*Extract:*
Building Your Clientele

by Debbie Doerrlamm

Is your book a little empty? Then it’s time to learn all about client referral.

Eventually you will have to learn when to stop your referral program and start turning away clients in droves. It may not be the fastest way to build your book, but it works and works well consistently.

Retaining clients: Always pre-book before the client leaves. Never let them go out your door without booking their next appointment or you may not hear from them again.

Send thank you cards to every new client as that will keep your name in the forefront of their address book. Offer an incentive to rebook within a certain time frame.

People love something for free or discounted, especially around their birthday. Send your steady client a postcard offering a small upgrade or a free gift about a week before the date.

An appointment reminder call, email or text message is a sure way to keep the no-shows from no-showing you.

Getting new clients: My own referral program was using a local high school girl’s popularity status. I adored this kid and she adored her nails. I made a deal with her. Every warm body you send me -- you get a free fill.

Then I made a deal with each of those referred. Every warm body you send me -- you get five dollars off your next fill. Cost: Your time and a few business cards. Within nine months my book was solid and I hired someone to pick up the overflow.

Within two years these kids started to leave for college; they also started to refer me to their mothers, aunts, boyfriends’ mothers, boyfriends’ sisters, and the list goes on.

Posting to places such as Craig’s List www.craigslist.org or Yahoo Local local.yahoo.com can help bring in new clients. Cost: Your time. Do your research before posting to see what other similar business have posted in these ads.

*Task 1:* In the piece on building a clientele, what did the high school girl receive for each new client she sent?
*Task 2:* Continue the piece on building a clientele, picking up after its final sentence.

[Saved entries]

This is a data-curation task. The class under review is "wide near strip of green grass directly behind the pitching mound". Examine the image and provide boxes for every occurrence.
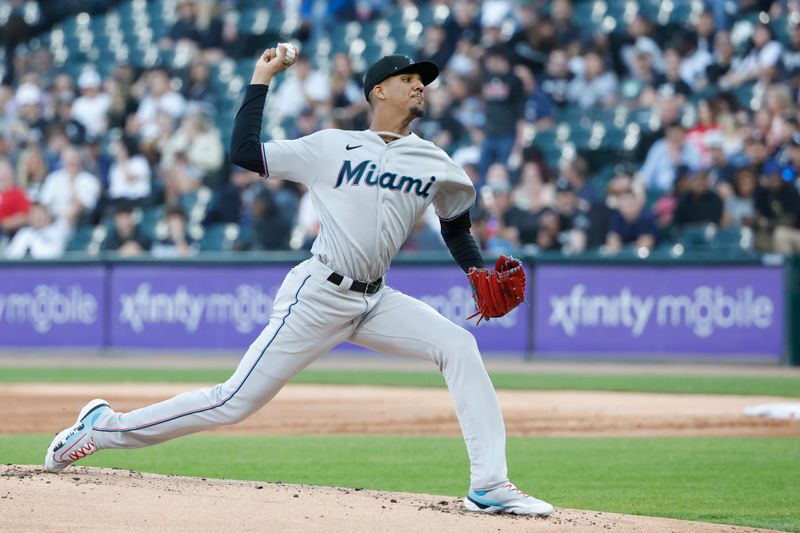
[0,435,800,531]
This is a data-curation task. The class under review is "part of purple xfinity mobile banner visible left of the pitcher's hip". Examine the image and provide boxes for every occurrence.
[111,265,290,353]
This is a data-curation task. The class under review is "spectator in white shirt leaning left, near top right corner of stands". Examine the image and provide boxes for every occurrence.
[719,23,783,88]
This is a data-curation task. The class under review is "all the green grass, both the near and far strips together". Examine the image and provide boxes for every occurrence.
[6,368,800,532]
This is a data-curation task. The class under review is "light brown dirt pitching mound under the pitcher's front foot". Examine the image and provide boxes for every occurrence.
[0,465,766,533]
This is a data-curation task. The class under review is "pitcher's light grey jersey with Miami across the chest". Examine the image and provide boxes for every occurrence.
[261,129,475,281]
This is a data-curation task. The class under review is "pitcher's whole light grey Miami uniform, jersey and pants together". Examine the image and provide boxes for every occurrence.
[87,130,508,491]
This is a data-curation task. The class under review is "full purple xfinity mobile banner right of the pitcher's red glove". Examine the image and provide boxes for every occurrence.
[534,265,784,360]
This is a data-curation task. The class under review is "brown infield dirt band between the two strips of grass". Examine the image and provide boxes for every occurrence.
[0,383,800,436]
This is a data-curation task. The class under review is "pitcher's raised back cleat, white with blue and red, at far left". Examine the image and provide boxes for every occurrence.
[44,400,111,472]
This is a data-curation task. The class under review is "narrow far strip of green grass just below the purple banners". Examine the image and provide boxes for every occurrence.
[0,368,800,397]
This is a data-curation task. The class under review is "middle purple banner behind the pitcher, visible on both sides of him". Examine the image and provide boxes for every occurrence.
[110,265,529,352]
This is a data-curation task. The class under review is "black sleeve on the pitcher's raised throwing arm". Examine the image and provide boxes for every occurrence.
[231,85,269,176]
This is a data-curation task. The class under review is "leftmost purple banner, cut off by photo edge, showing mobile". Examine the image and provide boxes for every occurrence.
[0,265,106,348]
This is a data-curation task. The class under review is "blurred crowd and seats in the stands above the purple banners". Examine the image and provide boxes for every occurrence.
[0,0,800,258]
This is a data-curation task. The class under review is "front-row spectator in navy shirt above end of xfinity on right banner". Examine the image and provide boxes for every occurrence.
[606,189,658,253]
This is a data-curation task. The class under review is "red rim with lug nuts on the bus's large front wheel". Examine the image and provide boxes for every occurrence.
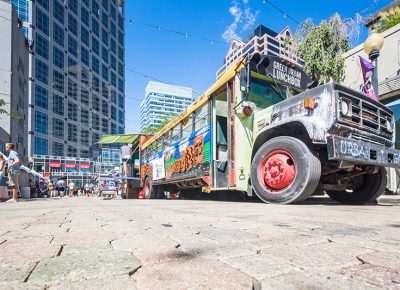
[259,150,296,191]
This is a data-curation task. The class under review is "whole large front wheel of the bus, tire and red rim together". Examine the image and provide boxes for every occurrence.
[251,136,321,204]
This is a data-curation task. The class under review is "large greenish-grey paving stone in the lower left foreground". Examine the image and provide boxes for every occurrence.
[28,250,141,286]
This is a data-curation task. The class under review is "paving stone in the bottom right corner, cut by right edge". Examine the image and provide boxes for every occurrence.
[341,264,400,289]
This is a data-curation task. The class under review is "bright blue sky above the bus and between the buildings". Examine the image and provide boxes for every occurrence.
[125,0,391,133]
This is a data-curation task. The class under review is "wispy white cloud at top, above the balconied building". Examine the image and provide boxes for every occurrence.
[222,0,259,43]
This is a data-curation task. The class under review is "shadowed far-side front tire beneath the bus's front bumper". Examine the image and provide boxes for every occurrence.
[326,167,387,204]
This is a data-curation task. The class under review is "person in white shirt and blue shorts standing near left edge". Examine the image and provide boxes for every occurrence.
[6,143,22,202]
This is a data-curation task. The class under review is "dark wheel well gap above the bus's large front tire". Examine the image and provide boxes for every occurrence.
[251,122,313,160]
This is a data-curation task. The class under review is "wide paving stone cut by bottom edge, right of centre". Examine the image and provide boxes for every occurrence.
[261,271,380,290]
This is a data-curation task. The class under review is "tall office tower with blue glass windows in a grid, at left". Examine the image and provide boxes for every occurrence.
[8,0,125,158]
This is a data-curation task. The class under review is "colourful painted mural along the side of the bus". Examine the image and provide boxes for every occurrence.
[141,125,211,181]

*Exercise answer 1:* A free fill.

*Exercise answer 2:*
Give each client five of your business cards at each appointment. Ask them to hand out your card to anyone who compliments their hair/skin/nails/toes or mentions they need a new salon. Offer them a free upgrade to a premium service for each referral that comes in. Cost: A few business cards.

Donate gift certificates to local fundraisers. Your business name will be announced and possibly listed in the program for every attendee of the event. Cost: Your time.

Network, Network, Network - Join your local Chamber of Commerce. A little bartering can lead to big business! Always carry your business cards and a salon menu. Your nails and hair should always be in tip-top condition. Anyone who comments should be handed a business card and an offer of a free gift or service upgrade.

Setting yourself and salon apart from the others is a constant task. If your client list is not growing the way it needs to be, you need to start evaluating your menu and surroundings as the client sees it.

Sit in the client’s spot for a few minutes. Look around and what do you see? Is your shop, tidy and clean or does the client see a pile of stuff over your shoulder or in the mirror? The most important thing the client should be seeing is your retail area. You should mention at least one item you retail during each service.

Evaluate your service menu every six months. Make your services stand out by being creative in the descriptions. Keep the menus fresh and up to date, getting rid of services that have not sold.

With each client at your station, review a home care plan, and offer suggestions of recommended products to purchase for home maintenance. Keep any conversation middle-of-the-road. Gossip, religion and politics should never be discussed at your station with your client.

A nice touch would be a follow-up call to the client a few days after the initial appointment to inquire how their nails or hair is holding up.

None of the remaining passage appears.